**Task:**
Copy out each line below in which the string "tall" appears.

Dataset items
--- START ---

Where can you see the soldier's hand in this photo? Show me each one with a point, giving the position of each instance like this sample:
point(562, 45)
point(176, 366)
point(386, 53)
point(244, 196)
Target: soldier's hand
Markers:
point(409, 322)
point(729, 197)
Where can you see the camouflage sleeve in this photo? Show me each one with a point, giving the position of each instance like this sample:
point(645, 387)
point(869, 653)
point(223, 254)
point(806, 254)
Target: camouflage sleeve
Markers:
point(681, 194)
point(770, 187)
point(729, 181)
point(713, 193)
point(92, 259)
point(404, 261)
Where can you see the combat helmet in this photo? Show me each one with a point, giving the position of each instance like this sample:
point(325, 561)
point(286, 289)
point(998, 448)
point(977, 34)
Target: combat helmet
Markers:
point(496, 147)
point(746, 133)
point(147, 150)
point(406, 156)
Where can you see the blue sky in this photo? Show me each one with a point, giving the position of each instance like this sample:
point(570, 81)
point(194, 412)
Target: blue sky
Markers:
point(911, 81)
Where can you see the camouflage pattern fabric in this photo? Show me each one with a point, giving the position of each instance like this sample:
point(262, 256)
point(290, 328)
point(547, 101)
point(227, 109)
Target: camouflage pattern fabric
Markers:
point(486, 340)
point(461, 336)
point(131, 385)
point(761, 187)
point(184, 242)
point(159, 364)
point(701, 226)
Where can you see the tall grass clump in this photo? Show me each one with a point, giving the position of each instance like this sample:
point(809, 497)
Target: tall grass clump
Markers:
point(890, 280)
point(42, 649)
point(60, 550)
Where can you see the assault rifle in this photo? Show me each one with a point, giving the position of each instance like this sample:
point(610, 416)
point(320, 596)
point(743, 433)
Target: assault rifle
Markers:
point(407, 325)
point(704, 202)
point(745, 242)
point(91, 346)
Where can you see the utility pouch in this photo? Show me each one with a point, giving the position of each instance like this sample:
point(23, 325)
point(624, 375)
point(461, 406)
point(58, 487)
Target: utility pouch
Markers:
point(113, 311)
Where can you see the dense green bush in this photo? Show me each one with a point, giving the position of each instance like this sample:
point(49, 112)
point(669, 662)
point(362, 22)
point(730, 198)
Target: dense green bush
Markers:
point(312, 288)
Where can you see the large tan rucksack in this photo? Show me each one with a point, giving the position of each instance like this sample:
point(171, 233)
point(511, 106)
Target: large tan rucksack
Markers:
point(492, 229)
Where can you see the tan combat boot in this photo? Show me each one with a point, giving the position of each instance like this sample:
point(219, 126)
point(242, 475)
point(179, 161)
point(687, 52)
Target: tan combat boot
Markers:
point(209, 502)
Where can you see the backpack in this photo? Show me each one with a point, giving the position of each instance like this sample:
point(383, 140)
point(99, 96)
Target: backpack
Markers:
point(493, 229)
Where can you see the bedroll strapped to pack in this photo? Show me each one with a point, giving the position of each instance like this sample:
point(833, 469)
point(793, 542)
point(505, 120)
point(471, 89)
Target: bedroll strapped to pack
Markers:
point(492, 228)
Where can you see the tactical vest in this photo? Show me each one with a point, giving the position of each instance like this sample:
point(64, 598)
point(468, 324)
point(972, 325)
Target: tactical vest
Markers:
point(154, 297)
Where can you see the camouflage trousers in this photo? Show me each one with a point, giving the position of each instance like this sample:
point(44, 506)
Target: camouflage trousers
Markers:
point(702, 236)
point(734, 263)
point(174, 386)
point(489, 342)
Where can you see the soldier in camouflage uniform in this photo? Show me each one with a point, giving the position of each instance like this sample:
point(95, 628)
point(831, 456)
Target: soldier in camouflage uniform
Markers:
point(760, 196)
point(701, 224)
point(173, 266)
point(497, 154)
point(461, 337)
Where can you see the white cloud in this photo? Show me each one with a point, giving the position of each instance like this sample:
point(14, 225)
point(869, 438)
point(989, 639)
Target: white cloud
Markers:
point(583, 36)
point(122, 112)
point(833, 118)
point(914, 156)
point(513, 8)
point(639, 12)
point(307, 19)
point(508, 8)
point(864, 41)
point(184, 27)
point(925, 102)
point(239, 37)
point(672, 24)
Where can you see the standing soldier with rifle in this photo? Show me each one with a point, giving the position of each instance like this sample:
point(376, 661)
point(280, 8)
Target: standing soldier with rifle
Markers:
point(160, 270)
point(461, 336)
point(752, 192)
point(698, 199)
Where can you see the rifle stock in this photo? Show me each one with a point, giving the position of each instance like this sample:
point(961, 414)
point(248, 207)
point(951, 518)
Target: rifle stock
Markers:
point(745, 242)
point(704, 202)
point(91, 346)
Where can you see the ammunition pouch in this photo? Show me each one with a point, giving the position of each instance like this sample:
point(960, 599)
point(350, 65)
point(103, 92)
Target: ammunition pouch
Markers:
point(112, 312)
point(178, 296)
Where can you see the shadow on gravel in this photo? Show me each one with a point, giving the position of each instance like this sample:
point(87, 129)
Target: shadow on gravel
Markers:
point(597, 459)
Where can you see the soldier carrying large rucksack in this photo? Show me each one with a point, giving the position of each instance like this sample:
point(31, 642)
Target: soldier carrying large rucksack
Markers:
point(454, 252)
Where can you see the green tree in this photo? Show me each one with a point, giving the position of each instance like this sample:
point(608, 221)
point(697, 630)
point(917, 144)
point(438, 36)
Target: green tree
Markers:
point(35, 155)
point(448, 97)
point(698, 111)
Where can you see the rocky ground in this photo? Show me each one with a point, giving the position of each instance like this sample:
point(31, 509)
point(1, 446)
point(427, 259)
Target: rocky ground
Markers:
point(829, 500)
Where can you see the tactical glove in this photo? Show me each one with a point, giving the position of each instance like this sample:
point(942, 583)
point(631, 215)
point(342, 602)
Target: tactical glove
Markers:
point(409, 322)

--- END ---
--- START ---

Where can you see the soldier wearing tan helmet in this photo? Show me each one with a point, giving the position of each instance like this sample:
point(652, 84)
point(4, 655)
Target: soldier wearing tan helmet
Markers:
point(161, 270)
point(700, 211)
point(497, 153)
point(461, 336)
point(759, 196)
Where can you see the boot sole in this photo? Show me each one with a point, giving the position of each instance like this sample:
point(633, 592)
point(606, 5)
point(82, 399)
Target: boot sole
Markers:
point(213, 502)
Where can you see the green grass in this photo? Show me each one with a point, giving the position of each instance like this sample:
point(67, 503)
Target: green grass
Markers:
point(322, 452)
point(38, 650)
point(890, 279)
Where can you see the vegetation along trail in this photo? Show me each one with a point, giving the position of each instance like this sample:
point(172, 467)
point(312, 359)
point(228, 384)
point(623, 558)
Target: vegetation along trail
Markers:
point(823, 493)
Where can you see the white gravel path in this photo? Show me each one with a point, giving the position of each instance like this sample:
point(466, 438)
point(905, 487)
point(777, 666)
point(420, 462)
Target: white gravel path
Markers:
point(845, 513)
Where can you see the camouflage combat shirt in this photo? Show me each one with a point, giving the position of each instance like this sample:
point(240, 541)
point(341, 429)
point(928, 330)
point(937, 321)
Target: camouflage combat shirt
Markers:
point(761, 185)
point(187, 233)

--- END ---

**Written solution:**
Where can you see the tall grass clump in this photo? Show me each one with a point, giving the position of each instance like this sample:
Target: tall grass clump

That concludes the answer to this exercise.